_Exercise_
Repeat every line of the records below verbatim, leaving out the pictures.

──────── Provided records ────────

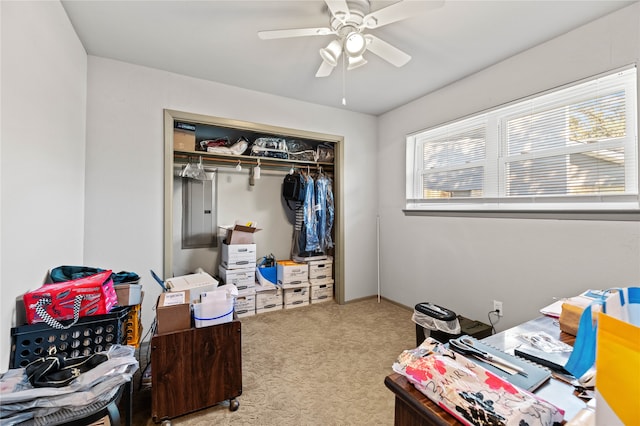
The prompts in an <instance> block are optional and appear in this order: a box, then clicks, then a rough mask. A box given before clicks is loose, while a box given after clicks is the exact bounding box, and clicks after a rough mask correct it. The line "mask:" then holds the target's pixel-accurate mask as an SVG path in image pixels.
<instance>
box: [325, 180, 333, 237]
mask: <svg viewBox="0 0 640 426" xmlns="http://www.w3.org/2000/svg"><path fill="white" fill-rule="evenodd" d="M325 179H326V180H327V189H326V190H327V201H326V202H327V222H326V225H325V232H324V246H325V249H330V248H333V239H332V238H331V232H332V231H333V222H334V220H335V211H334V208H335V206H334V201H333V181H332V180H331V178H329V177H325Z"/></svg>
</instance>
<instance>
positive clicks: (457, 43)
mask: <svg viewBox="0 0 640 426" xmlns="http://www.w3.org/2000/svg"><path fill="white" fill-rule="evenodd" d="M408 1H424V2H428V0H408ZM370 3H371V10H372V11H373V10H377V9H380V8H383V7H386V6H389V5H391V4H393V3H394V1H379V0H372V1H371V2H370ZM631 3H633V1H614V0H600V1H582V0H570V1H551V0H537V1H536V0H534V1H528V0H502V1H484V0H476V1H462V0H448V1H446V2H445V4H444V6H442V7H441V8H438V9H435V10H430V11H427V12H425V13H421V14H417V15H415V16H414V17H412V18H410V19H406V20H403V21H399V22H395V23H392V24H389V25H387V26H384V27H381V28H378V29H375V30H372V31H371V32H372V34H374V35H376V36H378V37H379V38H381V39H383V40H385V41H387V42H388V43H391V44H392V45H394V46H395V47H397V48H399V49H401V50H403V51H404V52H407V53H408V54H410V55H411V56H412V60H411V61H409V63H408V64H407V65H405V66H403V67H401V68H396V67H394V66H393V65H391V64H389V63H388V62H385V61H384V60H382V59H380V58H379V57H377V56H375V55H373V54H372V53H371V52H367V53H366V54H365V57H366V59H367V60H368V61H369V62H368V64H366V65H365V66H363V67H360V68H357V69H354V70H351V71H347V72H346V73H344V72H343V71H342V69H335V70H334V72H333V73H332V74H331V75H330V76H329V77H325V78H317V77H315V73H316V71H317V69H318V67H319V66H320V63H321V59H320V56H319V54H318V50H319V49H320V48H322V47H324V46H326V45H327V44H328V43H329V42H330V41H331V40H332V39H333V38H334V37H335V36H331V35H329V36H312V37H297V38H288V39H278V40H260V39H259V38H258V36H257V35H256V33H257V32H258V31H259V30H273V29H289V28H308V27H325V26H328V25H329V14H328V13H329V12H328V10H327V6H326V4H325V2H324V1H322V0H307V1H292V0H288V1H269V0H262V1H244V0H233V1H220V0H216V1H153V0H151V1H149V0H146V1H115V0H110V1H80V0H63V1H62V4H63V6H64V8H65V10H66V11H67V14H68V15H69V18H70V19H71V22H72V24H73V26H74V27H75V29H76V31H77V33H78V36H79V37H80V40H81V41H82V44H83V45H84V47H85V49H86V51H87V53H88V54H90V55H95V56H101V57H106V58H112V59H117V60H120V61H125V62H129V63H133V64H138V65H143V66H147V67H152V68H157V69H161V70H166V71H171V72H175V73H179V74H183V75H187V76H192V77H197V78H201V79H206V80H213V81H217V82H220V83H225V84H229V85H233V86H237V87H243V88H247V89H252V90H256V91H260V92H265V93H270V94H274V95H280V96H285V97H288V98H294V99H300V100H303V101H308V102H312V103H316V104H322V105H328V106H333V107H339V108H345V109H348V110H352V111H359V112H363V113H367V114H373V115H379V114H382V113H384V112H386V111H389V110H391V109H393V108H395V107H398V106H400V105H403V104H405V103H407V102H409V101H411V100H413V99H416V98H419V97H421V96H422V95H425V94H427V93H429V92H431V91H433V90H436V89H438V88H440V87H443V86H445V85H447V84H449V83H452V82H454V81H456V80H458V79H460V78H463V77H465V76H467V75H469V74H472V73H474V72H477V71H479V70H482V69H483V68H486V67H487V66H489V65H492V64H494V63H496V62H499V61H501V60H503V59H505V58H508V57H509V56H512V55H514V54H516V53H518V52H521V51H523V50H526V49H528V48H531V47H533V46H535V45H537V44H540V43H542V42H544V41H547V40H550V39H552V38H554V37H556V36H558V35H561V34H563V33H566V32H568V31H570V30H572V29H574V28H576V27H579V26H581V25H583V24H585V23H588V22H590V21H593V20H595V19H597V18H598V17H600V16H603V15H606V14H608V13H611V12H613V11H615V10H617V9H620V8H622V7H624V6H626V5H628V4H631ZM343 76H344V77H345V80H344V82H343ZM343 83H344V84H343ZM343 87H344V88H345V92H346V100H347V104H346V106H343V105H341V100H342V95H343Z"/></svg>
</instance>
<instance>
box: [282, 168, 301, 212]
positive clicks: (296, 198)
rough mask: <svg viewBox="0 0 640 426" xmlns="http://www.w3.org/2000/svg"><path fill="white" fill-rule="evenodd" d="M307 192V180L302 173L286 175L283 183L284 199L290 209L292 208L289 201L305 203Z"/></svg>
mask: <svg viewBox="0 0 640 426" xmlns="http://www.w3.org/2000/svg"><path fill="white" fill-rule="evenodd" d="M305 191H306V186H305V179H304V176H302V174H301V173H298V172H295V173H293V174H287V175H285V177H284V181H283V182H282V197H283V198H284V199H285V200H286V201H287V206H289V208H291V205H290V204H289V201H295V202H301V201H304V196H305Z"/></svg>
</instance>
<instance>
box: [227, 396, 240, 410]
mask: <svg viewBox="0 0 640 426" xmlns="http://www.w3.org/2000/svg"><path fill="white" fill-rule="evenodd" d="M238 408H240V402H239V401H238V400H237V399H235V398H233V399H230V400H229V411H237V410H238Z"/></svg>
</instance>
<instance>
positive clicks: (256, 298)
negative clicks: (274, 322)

────────

_Task answer_
The prompts in an <instance> block are optional and appear in this order: a box, then clicks, then a rough mask. A box given before clicks is loose, while a box given after clicks is the exact bounding box, and clicks after a rough mask correct it. The line "mask:" then holds the target's pixel-accurate mask as an SVG path in image pixels.
<instance>
box: [325, 180, 333, 237]
mask: <svg viewBox="0 0 640 426" xmlns="http://www.w3.org/2000/svg"><path fill="white" fill-rule="evenodd" d="M325 179H326V180H327V189H326V190H327V201H326V202H327V222H326V225H325V232H324V246H325V249H330V248H333V239H332V238H331V232H332V231H333V222H334V220H335V211H334V208H335V206H334V201H333V181H332V180H331V178H329V177H325Z"/></svg>
</instance>
<instance>
positive clicks: (457, 43)
mask: <svg viewBox="0 0 640 426" xmlns="http://www.w3.org/2000/svg"><path fill="white" fill-rule="evenodd" d="M408 1H424V2H428V0H408ZM370 3H371V10H372V11H373V10H377V9H380V8H383V7H386V6H389V5H391V4H393V3H394V1H379V0H372V1H371V2H370ZM631 3H633V1H614V0H600V1H582V0H570V1H551V0H537V1H536V0H534V1H528V0H502V1H484V0H476V1H462V0H448V1H446V2H445V4H444V6H442V7H441V8H438V9H435V10H430V11H427V12H425V13H421V14H417V15H415V16H414V17H412V18H410V19H406V20H403V21H399V22H395V23H392V24H389V25H387V26H384V27H381V28H378V29H375V30H372V31H371V32H372V34H374V35H376V36H378V37H379V38H381V39H383V40H385V41H387V42H388V43H391V44H392V45H394V46H395V47H397V48H399V49H401V50H403V51H404V52H407V53H408V54H410V55H411V56H412V60H411V61H409V63H408V64H407V65H405V66H403V67H401V68H396V67H394V66H393V65H391V64H389V63H388V62H385V61H384V60H382V59H380V58H379V57H377V56H375V55H373V54H372V53H371V52H367V53H366V54H365V57H366V59H367V60H368V61H369V62H368V64H366V65H365V66H363V67H360V68H357V69H354V70H351V71H347V72H346V73H344V72H343V71H342V69H335V70H334V72H333V73H332V74H331V75H330V76H329V77H325V78H317V77H315V73H316V71H317V69H318V67H319V66H320V63H321V59H320V56H319V54H318V50H319V49H320V48H322V47H324V46H326V45H327V44H328V43H329V42H330V41H331V40H332V39H333V38H334V37H335V36H331V35H329V36H312V37H297V38H288V39H278V40H260V39H259V38H258V36H257V35H256V33H257V32H258V31H259V30H273V29H289V28H308V27H325V26H328V25H329V14H328V13H329V12H328V10H327V6H326V4H325V2H324V1H322V0H307V1H292V0H288V1H269V0H262V1H244V0H233V1H220V0H216V1H153V0H151V1H149V0H146V1H115V0H110V1H80V0H63V1H62V4H63V6H64V8H65V10H66V11H67V14H68V15H69V18H70V19H71V22H72V24H73V26H74V27H75V29H76V31H77V33H78V36H79V37H80V40H81V41H82V44H83V45H84V47H85V49H86V51H87V53H88V54H90V55H95V56H101V57H106V58H112V59H117V60H120V61H125V62H129V63H133V64H138V65H143V66H147V67H152V68H157V69H161V70H166V71H171V72H175V73H179V74H183V75H187V76H192V77H197V78H201V79H206V80H213V81H217V82H220V83H225V84H229V85H233V86H237V87H243V88H247V89H252V90H256V91H260V92H265V93H270V94H274V95H280V96H285V97H288V98H294V99H300V100H303V101H308V102H312V103H316V104H322V105H328V106H333V107H339V108H345V109H348V110H352V111H359V112H363V113H367V114H373V115H379V114H382V113H384V112H386V111H389V110H391V109H393V108H395V107H398V106H400V105H403V104H405V103H407V102H409V101H411V100H413V99H416V98H419V97H421V96H422V95H425V94H427V93H429V92H431V91H433V90H436V89H438V88H440V87H443V86H445V85H447V84H449V83H452V82H454V81H456V80H458V79H460V78H463V77H465V76H467V75H469V74H472V73H474V72H477V71H479V70H482V69H483V68H486V67H487V66H489V65H492V64H494V63H496V62H499V61H501V60H503V59H505V58H508V57H509V56H512V55H514V54H516V53H518V52H521V51H523V50H526V49H528V48H531V47H533V46H535V45H537V44H540V43H542V42H544V41H547V40H550V39H552V38H554V37H556V36H558V35H561V34H563V33H566V32H568V31H570V30H572V29H574V28H576V27H579V26H581V25H583V24H585V23H588V22H590V21H593V20H595V19H597V18H598V17H600V16H603V15H606V14H608V13H611V12H613V11H615V10H617V9H620V8H622V7H624V6H626V5H628V4H631ZM343 76H344V77H345V80H344V82H343ZM343 83H344V84H343ZM343 87H344V88H345V92H346V100H347V104H346V106H343V105H341V100H342V95H343Z"/></svg>
</instance>
<instance>
box: [282, 168, 301, 212]
positive clicks: (296, 198)
rough mask: <svg viewBox="0 0 640 426" xmlns="http://www.w3.org/2000/svg"><path fill="white" fill-rule="evenodd" d="M307 192V180L302 173L286 175L283 183L284 199L290 209L292 208L289 201L305 203Z"/></svg>
mask: <svg viewBox="0 0 640 426" xmlns="http://www.w3.org/2000/svg"><path fill="white" fill-rule="evenodd" d="M305 191H306V186H305V179H304V176H302V174H301V173H298V172H295V173H293V174H287V175H285V177H284V181H283V182H282V197H283V198H284V199H285V200H286V201H287V206H289V208H291V205H290V204H289V201H295V202H301V201H304V196H305Z"/></svg>
</instance>
<instance>
box: [227, 396, 240, 410]
mask: <svg viewBox="0 0 640 426" xmlns="http://www.w3.org/2000/svg"><path fill="white" fill-rule="evenodd" d="M238 408H240V402H239V401H238V400H237V399H235V398H233V399H230V400H229V411H237V410H238Z"/></svg>
</instance>
<instance>
positive clicks: (256, 298)
negative clicks: (274, 322)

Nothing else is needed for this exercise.